The data Start Marker
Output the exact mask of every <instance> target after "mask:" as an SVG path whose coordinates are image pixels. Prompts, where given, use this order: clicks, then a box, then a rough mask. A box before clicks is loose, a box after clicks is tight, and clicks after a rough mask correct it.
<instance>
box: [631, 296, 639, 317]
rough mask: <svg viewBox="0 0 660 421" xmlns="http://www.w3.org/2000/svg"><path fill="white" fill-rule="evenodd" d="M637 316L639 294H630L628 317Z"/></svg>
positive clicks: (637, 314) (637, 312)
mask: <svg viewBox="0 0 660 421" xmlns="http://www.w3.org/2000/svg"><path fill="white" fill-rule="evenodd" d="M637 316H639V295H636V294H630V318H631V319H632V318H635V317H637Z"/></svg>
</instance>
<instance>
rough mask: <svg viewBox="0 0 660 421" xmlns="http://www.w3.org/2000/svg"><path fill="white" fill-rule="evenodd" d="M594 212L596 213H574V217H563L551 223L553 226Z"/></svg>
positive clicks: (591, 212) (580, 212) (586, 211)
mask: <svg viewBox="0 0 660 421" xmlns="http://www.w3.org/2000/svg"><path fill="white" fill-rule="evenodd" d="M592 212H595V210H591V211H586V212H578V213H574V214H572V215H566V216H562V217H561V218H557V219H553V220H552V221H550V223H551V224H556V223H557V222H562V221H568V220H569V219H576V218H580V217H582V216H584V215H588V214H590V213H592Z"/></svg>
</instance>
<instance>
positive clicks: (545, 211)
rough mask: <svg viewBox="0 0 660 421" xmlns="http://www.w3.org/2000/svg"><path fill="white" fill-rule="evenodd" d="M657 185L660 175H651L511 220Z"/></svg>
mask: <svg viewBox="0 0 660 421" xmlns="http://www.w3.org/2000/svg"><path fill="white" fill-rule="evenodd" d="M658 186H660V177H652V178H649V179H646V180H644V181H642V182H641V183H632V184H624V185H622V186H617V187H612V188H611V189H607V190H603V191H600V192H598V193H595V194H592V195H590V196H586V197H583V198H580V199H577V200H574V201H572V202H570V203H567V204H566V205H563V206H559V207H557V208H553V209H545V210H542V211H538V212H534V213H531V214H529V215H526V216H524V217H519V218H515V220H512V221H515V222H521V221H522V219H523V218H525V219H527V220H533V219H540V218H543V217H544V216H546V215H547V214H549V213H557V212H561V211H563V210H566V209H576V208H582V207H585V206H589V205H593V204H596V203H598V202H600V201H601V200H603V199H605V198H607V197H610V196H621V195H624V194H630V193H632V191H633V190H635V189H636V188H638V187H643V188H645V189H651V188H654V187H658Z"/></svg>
The data End Marker
◆ Exercise details ◆
Every line of data must be returned unchanged.

◆ Problem solution ◆
Output the exact mask of every <instance> target after "mask:" as an SVG path whose coordinates are image pixels. Prompts, where given, use this order: clicks, then a box, then a rough mask. A box before clicks is loose, a box after clicks is tight, and clicks after a rough mask correct it.
<instance>
box: [631, 296, 639, 317]
rough mask: <svg viewBox="0 0 660 421" xmlns="http://www.w3.org/2000/svg"><path fill="white" fill-rule="evenodd" d="M637 316L639 294H630L628 317Z"/></svg>
positive clicks: (637, 314) (637, 312)
mask: <svg viewBox="0 0 660 421" xmlns="http://www.w3.org/2000/svg"><path fill="white" fill-rule="evenodd" d="M637 316H639V295H636V294H630V318H631V319H632V318H635V317H637Z"/></svg>
</instance>
<instance>
rough mask: <svg viewBox="0 0 660 421" xmlns="http://www.w3.org/2000/svg"><path fill="white" fill-rule="evenodd" d="M594 212L596 213H574V217H563L551 223L553 226Z"/></svg>
positive clicks: (591, 212) (580, 212) (586, 211)
mask: <svg viewBox="0 0 660 421" xmlns="http://www.w3.org/2000/svg"><path fill="white" fill-rule="evenodd" d="M592 212H595V210H591V211H586V212H578V213H574V214H572V215H566V216H562V217H561V218H557V219H553V220H552V221H550V223H551V224H556V223H557V222H562V221H568V220H569V219H576V218H580V217H582V216H584V215H588V214H590V213H592Z"/></svg>
</instance>
<instance>
positive clicks: (545, 211)
rough mask: <svg viewBox="0 0 660 421" xmlns="http://www.w3.org/2000/svg"><path fill="white" fill-rule="evenodd" d="M657 185L660 175H651L511 220Z"/></svg>
mask: <svg viewBox="0 0 660 421" xmlns="http://www.w3.org/2000/svg"><path fill="white" fill-rule="evenodd" d="M658 186H660V177H652V178H649V179H646V180H644V181H642V182H641V183H632V184H624V185H622V186H617V187H612V188H611V189H607V190H603V191H600V192H598V193H595V194H592V195H590V196H586V197H583V198H580V199H577V200H574V201H572V202H570V203H567V204H566V205H563V206H559V207H557V208H553V209H545V210H542V211H538V212H534V213H531V214H529V215H526V216H524V217H519V218H515V220H512V221H515V222H521V221H522V219H523V218H525V219H527V220H533V219H540V218H543V217H544V216H546V215H547V214H549V213H557V212H561V211H563V210H566V209H576V208H582V207H585V206H589V205H593V204H596V203H598V202H600V201H601V200H603V199H605V198H607V197H610V196H621V195H624V194H630V193H632V191H633V190H635V189H636V188H638V187H643V188H645V189H651V188H654V187H658Z"/></svg>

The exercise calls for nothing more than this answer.